▸ To do: Below are entries. Copy exactly the lines running from the line that holds "Target: light pole" to the line that holds "[locate] parked helicopter", with both ends included.

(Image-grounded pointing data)
################

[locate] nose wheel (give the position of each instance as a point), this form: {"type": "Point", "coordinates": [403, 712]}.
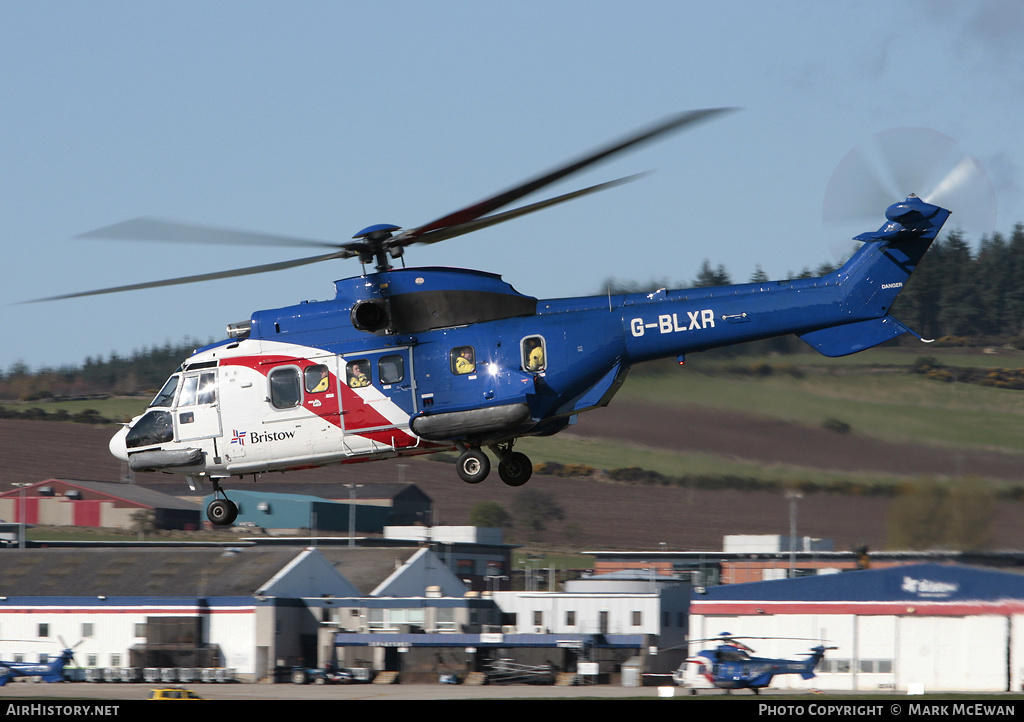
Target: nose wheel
{"type": "Point", "coordinates": [221, 511]}
{"type": "Point", "coordinates": [473, 466]}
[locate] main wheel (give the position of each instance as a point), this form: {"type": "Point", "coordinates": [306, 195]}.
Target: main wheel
{"type": "Point", "coordinates": [516, 470]}
{"type": "Point", "coordinates": [473, 466]}
{"type": "Point", "coordinates": [222, 512]}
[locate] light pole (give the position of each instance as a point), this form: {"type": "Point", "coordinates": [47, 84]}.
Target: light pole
{"type": "Point", "coordinates": [351, 512]}
{"type": "Point", "coordinates": [794, 497]}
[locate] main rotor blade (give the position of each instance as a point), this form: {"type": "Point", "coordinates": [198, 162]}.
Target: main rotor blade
{"type": "Point", "coordinates": [166, 230]}
{"type": "Point", "coordinates": [468, 227]}
{"type": "Point", "coordinates": [204, 277]}
{"type": "Point", "coordinates": [488, 205]}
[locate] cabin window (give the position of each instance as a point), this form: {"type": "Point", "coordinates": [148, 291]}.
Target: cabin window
{"type": "Point", "coordinates": [357, 374]}
{"type": "Point", "coordinates": [463, 361]}
{"type": "Point", "coordinates": [286, 391]}
{"type": "Point", "coordinates": [535, 353]}
{"type": "Point", "coordinates": [391, 370]}
{"type": "Point", "coordinates": [317, 379]}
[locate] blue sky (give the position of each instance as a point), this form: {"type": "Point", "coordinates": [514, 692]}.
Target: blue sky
{"type": "Point", "coordinates": [317, 119]}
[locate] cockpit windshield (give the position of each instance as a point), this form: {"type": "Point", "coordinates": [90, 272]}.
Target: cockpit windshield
{"type": "Point", "coordinates": [166, 395]}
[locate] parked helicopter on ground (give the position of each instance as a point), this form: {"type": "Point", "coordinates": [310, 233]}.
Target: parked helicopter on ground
{"type": "Point", "coordinates": [51, 671]}
{"type": "Point", "coordinates": [729, 666]}
{"type": "Point", "coordinates": [416, 361]}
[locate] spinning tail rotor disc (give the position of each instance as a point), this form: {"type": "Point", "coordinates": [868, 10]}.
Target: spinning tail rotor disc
{"type": "Point", "coordinates": [894, 164]}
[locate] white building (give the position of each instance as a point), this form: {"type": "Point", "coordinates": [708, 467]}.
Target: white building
{"type": "Point", "coordinates": [239, 608]}
{"type": "Point", "coordinates": [935, 627]}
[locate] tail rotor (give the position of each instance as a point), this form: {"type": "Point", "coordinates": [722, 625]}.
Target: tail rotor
{"type": "Point", "coordinates": [895, 163]}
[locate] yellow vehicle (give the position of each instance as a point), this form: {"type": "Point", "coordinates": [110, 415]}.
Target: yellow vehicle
{"type": "Point", "coordinates": [173, 693]}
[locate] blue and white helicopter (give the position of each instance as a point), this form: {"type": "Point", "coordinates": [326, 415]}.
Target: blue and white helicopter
{"type": "Point", "coordinates": [415, 361]}
{"type": "Point", "coordinates": [730, 666]}
{"type": "Point", "coordinates": [51, 671]}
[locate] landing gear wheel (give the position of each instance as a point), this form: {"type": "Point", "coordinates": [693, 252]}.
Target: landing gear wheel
{"type": "Point", "coordinates": [473, 466]}
{"type": "Point", "coordinates": [222, 512]}
{"type": "Point", "coordinates": [516, 470]}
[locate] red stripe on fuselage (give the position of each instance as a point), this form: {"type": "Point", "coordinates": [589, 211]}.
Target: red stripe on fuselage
{"type": "Point", "coordinates": [359, 415]}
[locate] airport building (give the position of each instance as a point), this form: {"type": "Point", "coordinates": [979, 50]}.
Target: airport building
{"type": "Point", "coordinates": [902, 628]}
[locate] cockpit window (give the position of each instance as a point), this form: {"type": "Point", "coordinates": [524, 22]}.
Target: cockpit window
{"type": "Point", "coordinates": [207, 392]}
{"type": "Point", "coordinates": [286, 390]}
{"type": "Point", "coordinates": [166, 395]}
{"type": "Point", "coordinates": [188, 386]}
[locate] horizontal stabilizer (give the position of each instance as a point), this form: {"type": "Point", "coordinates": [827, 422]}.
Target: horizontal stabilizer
{"type": "Point", "coordinates": [850, 338]}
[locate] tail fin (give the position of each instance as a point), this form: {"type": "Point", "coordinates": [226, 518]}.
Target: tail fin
{"type": "Point", "coordinates": [876, 275]}
{"type": "Point", "coordinates": [812, 662]}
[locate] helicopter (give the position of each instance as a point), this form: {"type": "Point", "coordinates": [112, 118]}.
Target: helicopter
{"type": "Point", "coordinates": [411, 361]}
{"type": "Point", "coordinates": [729, 666]}
{"type": "Point", "coordinates": [51, 671]}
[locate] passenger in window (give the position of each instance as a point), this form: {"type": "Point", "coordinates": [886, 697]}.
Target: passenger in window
{"type": "Point", "coordinates": [357, 377]}
{"type": "Point", "coordinates": [317, 379]}
{"type": "Point", "coordinates": [465, 363]}
{"type": "Point", "coordinates": [534, 353]}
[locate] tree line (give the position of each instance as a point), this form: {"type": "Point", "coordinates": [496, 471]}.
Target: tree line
{"type": "Point", "coordinates": [141, 373]}
{"type": "Point", "coordinates": [964, 296]}
{"type": "Point", "coordinates": [958, 295]}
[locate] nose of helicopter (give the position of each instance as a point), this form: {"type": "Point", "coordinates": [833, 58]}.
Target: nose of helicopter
{"type": "Point", "coordinates": [118, 446]}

################

▸ Solved problem:
Target: light pole
{"type": "Point", "coordinates": [351, 512]}
{"type": "Point", "coordinates": [794, 497]}
[locate] main rotor blade (give the position of each instance as a point), this form: {"type": "Point", "coordinates": [198, 162]}.
Target: main rotor blade
{"type": "Point", "coordinates": [166, 230]}
{"type": "Point", "coordinates": [468, 227]}
{"type": "Point", "coordinates": [204, 277]}
{"type": "Point", "coordinates": [488, 205]}
[locate] cabin window (give the position of each instance as a point), this form: {"type": "Point", "coordinates": [148, 291]}.
Target: cabin window
{"type": "Point", "coordinates": [357, 374]}
{"type": "Point", "coordinates": [463, 361]}
{"type": "Point", "coordinates": [286, 391]}
{"type": "Point", "coordinates": [535, 353]}
{"type": "Point", "coordinates": [391, 370]}
{"type": "Point", "coordinates": [317, 379]}
[locate] blue sky (give the position of each instance as a point), this form: {"type": "Point", "coordinates": [514, 692]}.
Target: blue sky
{"type": "Point", "coordinates": [317, 119]}
[locate] cockpit windshield (give the position of each instance as a point), this form: {"type": "Point", "coordinates": [90, 272]}.
Target: cockpit windshield
{"type": "Point", "coordinates": [166, 395]}
[locate] parked helicopter on ground (give the position of each instance as a point), this form: {"type": "Point", "coordinates": [310, 233]}.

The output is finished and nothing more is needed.